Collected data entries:
· · · ·

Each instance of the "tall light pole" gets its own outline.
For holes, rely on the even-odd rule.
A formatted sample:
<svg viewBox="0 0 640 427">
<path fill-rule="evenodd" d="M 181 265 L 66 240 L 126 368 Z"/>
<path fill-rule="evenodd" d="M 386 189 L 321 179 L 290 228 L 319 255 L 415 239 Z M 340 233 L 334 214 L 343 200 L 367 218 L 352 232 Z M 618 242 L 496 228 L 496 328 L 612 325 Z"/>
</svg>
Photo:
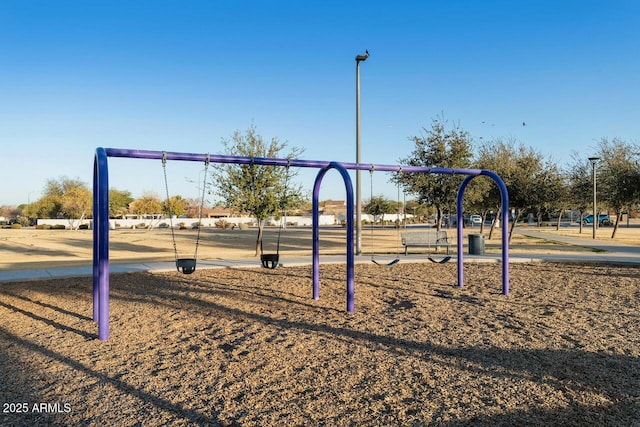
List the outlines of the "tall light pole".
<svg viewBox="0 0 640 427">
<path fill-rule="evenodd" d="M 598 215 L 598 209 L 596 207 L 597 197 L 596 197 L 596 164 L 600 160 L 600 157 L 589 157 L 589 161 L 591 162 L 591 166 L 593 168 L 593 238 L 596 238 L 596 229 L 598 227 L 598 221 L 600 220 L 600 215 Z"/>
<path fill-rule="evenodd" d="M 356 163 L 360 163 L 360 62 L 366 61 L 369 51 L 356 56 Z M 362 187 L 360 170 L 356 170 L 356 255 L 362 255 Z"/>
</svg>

· · · ·

Activity: Restate the entries above word for word, keeping pictures out of the copy.

Solution to the exercise:
Each instance of the "tall light pole" gets its own outline.
For holes, rely on the even-odd rule.
A formatted sample:
<svg viewBox="0 0 640 427">
<path fill-rule="evenodd" d="M 181 265 L 66 240 L 126 368 Z"/>
<path fill-rule="evenodd" d="M 386 189 L 321 179 L 290 228 L 319 255 L 415 239 Z M 340 233 L 334 214 L 343 200 L 367 218 L 352 232 Z M 618 242 L 496 228 L 496 328 L 612 325 Z"/>
</svg>
Photo:
List the outlines of the "tall light pole".
<svg viewBox="0 0 640 427">
<path fill-rule="evenodd" d="M 598 215 L 598 209 L 596 207 L 597 197 L 596 197 L 596 164 L 600 160 L 600 157 L 589 157 L 589 161 L 591 162 L 591 166 L 593 168 L 593 238 L 596 238 L 596 229 L 598 227 L 598 221 L 600 220 L 600 215 Z"/>
<path fill-rule="evenodd" d="M 356 163 L 360 163 L 360 62 L 366 61 L 369 51 L 356 56 Z M 362 187 L 360 170 L 356 170 L 356 255 L 362 255 Z"/>
</svg>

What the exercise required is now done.